Exercise prompt: In the page excerpt about kitchens, what feature that comes standard with American sinks does the writer call their greatest joy in the kitchen?

++++ Page excerpt

Thanks to Reinventing Dad for his suggestion of this week's topic -- The Kitchen:
Toni:
There’s a lot to like about American kitchens – especially the ones on TV ads. They are all huge, painted white and bathed in blinding sunlight. Actually, most of them are a lot bigger than typical British kitchens, unless you live in Manhattan of course.
The trend I’m trying to buck, which is sneaking its way over the Pond I see, is the live-in kitchen. You know, the great big room, which also encompasses living quarters and a small office area? I had one of those in my last house. I thought it might be good for keeping an eye on small children while cooking the dinner. It is if they’re bolted into a high chair, but once they become mobile, they are just mini death traps, following you around as you carry scalding hot things from one surface to the other.
The live-in kitchen also means you can’t get away from the dishes. We had a sofa, chair and TV in our last kitchen, and even though I’m not the world’s most “domestic” person, I couldn’t relax while the stupid pans with wooden handles (i.e. not suitable for the dishwasher) sat by the side of the sink. In my present house, which we gutted and redesigned, my kitchen is an entirely separate room, complete with doors; there’s not a comfy chair in sight! It’s meant only for cooking and eating, although I must admit to a mini office taking up residence next to the bread bin. (I must find a better place for in-coming mail.)
My greatest joy in the kitchen is the little hose that comes standard with American sinks. It sits right next to the big tap(s) and is great for hosing down the sink, blasting sticky things off plates before they go in the d/w, and even for keeping lippy teenagers in check etc. In the beginning I was prone to soaking myself before I realized it’s best to point the thing at the sink before turning the water on.

++++++++
++++ Data provided

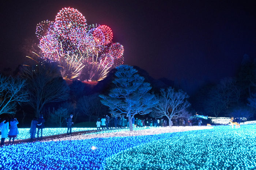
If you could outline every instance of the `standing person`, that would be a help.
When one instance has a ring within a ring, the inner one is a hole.
[[[115,128],[116,129],[117,128],[117,121],[118,121],[118,118],[117,117],[116,117],[114,120],[114,123],[115,124]]]
[[[72,124],[74,124],[74,122],[72,122],[72,118],[73,117],[73,114],[71,114],[70,116],[67,119],[67,121],[68,125],[68,131],[67,133],[68,135],[72,135],[71,132],[72,132]],[[38,121],[38,122],[39,121]],[[68,131],[69,131],[69,133]]]
[[[143,127],[143,124],[144,123],[144,121],[142,120],[142,119],[141,120],[140,120],[140,127]]]
[[[124,128],[124,116],[122,118],[122,128]]]
[[[121,117],[118,117],[117,118],[117,126],[118,126],[118,128],[121,128],[121,125],[122,125],[122,119]]]
[[[135,120],[135,126],[136,127],[138,126],[138,118],[136,118],[136,119]]]
[[[9,143],[11,144],[11,140],[12,138],[12,144],[14,143],[14,139],[17,137],[17,135],[19,134],[19,130],[17,125],[19,124],[19,122],[17,118],[13,118],[10,121],[11,128],[8,133],[8,137],[9,138]]]
[[[155,120],[154,120],[154,126],[156,127],[157,126],[157,120],[156,118],[155,118]]]
[[[8,135],[9,130],[9,122],[8,118],[5,117],[0,124],[0,129],[1,131],[1,145],[4,144],[4,140]]]
[[[43,138],[43,129],[45,128],[44,122],[45,121],[44,119],[44,116],[42,114],[40,115],[40,118],[37,120],[38,122],[37,125],[37,139],[39,139],[39,130],[41,130],[41,138]]]
[[[145,125],[147,126],[149,126],[149,120],[147,117],[146,118],[146,120],[145,120],[145,122],[144,122],[145,123]]]
[[[140,122],[141,122],[141,120],[139,119],[138,121],[137,122],[137,124],[138,125],[138,127],[140,127]]]
[[[173,121],[171,120],[171,122],[170,122],[170,125],[171,125],[171,127],[172,127],[173,125]]]
[[[201,123],[202,121],[201,121],[201,119],[198,119],[198,126],[201,126]]]
[[[149,124],[150,125],[150,127],[153,127],[153,120],[152,118],[149,120]]]
[[[114,127],[114,118],[113,116],[109,118],[109,124],[110,125],[110,128],[113,129]]]
[[[102,130],[105,129],[106,127],[106,118],[105,116],[103,116],[101,119],[101,126],[102,127]]]
[[[107,114],[106,117],[106,127],[107,129],[109,129],[109,116]]]
[[[31,139],[35,137],[35,133],[37,133],[37,125],[38,122],[37,117],[34,117],[31,122],[30,130],[29,131],[29,133],[30,133],[30,139]]]
[[[98,121],[96,122],[96,125],[97,125],[97,130],[99,131],[101,129],[101,121],[99,119],[98,119]]]
[[[124,119],[124,127],[125,128],[127,125],[127,120],[126,118]]]

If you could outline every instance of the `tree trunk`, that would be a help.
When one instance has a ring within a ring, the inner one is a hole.
[[[130,116],[128,117],[129,119],[129,124],[130,126],[130,131],[133,131],[133,127],[132,127],[132,117]]]

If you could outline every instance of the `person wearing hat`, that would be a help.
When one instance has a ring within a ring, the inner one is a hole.
[[[71,133],[71,132],[72,131],[72,124],[74,124],[74,122],[72,122],[72,118],[73,117],[73,116],[74,115],[71,114],[70,115],[70,117],[69,117],[67,119],[67,124],[68,124],[68,131],[67,132],[67,134],[68,135],[72,135]],[[68,133],[68,131],[69,131],[69,133]]]

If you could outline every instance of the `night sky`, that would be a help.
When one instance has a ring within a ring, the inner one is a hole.
[[[256,56],[256,1],[8,1],[1,10],[0,70],[22,64],[18,50],[37,24],[63,8],[88,25],[106,25],[124,47],[125,64],[153,78],[217,82],[233,76],[243,55]],[[39,41],[38,41],[39,42]]]

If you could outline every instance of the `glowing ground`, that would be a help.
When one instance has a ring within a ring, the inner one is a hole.
[[[0,148],[0,169],[256,169],[256,125],[207,128],[172,133],[166,133],[169,128],[138,129],[135,136],[104,131],[79,135],[86,139],[5,146]],[[161,131],[166,133],[153,132]]]

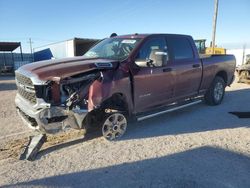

++++++++

Finished exercise: The little hose next to the big tap(s).